### Work required
Rewrite the rows below as one numbered list, with one line per item and the blank lines dropped.

BEGIN

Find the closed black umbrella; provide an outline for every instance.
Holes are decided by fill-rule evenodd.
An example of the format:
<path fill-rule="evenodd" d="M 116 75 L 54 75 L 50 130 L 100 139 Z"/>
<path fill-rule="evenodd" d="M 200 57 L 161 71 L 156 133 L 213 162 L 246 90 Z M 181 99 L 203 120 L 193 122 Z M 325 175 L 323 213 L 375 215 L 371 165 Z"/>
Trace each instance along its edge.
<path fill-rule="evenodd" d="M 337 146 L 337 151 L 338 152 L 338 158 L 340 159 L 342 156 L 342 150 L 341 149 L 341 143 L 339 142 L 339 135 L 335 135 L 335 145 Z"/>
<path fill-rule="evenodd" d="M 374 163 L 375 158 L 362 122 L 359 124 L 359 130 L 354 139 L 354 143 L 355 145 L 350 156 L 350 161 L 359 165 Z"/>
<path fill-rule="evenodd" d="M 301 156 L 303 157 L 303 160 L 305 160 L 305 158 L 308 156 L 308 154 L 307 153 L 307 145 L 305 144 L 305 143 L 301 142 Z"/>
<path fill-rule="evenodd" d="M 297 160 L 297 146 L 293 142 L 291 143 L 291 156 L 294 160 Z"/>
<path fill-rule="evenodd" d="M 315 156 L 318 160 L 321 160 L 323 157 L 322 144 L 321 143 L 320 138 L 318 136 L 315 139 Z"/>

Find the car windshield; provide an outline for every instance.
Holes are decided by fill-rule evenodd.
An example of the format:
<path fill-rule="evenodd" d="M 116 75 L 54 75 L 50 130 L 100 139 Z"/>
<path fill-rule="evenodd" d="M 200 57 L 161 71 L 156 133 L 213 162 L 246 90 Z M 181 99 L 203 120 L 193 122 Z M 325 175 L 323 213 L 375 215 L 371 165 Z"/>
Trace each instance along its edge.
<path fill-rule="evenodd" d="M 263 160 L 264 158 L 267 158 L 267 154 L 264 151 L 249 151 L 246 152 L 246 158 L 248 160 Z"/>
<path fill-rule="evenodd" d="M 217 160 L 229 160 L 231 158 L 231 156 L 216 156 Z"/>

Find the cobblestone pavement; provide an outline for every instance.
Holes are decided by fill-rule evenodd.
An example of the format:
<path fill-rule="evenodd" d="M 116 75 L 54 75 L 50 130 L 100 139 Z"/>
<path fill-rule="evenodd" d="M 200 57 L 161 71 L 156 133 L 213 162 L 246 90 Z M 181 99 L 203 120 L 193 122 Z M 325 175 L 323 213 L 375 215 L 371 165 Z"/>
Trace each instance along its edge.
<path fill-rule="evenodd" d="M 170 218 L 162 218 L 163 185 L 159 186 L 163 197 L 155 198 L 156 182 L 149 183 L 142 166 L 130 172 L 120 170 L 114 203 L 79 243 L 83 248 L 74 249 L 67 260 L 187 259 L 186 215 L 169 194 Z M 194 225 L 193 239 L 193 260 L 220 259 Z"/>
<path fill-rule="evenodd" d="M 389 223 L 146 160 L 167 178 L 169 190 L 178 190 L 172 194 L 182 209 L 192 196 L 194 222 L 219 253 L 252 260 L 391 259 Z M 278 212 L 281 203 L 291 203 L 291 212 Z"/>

END

### Result for this exercise
1. Find the closed black umbrella; provide an outline for every instance.
2. Holes are decided by fill-rule evenodd.
3. An example of the format:
4. <path fill-rule="evenodd" d="M 116 75 L 54 75 L 50 130 L 100 139 Z"/>
5. <path fill-rule="evenodd" d="M 200 57 L 161 71 L 156 133 L 213 162 L 246 90 Z M 181 99 L 203 120 L 193 122 Z M 325 175 L 323 213 L 375 215 L 371 165 Z"/>
6. Trace each instance along its edge.
7. <path fill-rule="evenodd" d="M 337 146 L 337 151 L 338 152 L 338 158 L 340 159 L 342 156 L 342 150 L 341 149 L 341 143 L 339 142 L 339 135 L 335 135 L 335 145 Z"/>
8. <path fill-rule="evenodd" d="M 374 163 L 375 158 L 362 122 L 359 124 L 359 130 L 354 139 L 354 143 L 355 145 L 350 156 L 350 161 L 359 165 Z"/>
9. <path fill-rule="evenodd" d="M 301 156 L 303 157 L 303 160 L 305 160 L 305 158 L 308 156 L 308 154 L 307 153 L 307 145 L 305 144 L 305 143 L 301 142 Z"/>
10. <path fill-rule="evenodd" d="M 297 160 L 297 146 L 293 142 L 291 143 L 291 156 L 294 160 Z"/>
11. <path fill-rule="evenodd" d="M 315 156 L 318 160 L 321 160 L 323 157 L 322 144 L 321 143 L 320 138 L 318 136 L 315 139 Z"/>
12. Find the car windshield; provide an outline for every instance.
13. Holes are decided by fill-rule evenodd.
14. An example of the format:
15. <path fill-rule="evenodd" d="M 116 75 L 54 75 L 50 130 L 100 139 Z"/>
16. <path fill-rule="evenodd" d="M 200 57 L 161 71 L 156 133 L 213 162 L 246 90 Z M 181 99 L 203 120 L 193 122 Z M 325 175 L 323 213 L 375 215 L 371 165 Z"/>
17. Trace each instance along its edge.
18. <path fill-rule="evenodd" d="M 263 160 L 264 158 L 267 158 L 267 154 L 264 151 L 249 151 L 246 152 L 246 158 L 248 160 Z"/>
19. <path fill-rule="evenodd" d="M 217 160 L 229 160 L 231 158 L 231 156 L 216 156 Z"/>
20. Find the cobblestone pavement; provide an outline for every instance.
21. Holes are decided by fill-rule evenodd.
22. An example of the format:
23. <path fill-rule="evenodd" d="M 116 75 L 54 75 L 50 130 L 100 139 Z"/>
24. <path fill-rule="evenodd" d="M 200 57 L 161 71 L 156 133 L 213 162 L 246 90 Z M 181 99 L 203 120 L 193 122 Z M 325 175 L 323 213 L 375 215 L 371 165 Z"/>
25. Trace each instance along its edge.
26. <path fill-rule="evenodd" d="M 170 218 L 162 218 L 163 185 L 159 186 L 163 197 L 155 198 L 156 182 L 149 183 L 142 166 L 130 172 L 120 170 L 114 203 L 79 243 L 83 248 L 74 249 L 67 260 L 187 259 L 186 215 L 169 194 Z M 194 225 L 193 239 L 193 260 L 220 259 Z"/>
27. <path fill-rule="evenodd" d="M 389 223 L 146 160 L 167 178 L 169 190 L 178 190 L 172 194 L 182 209 L 192 196 L 194 222 L 219 253 L 252 260 L 391 259 Z M 278 212 L 281 203 L 291 203 L 291 212 Z"/>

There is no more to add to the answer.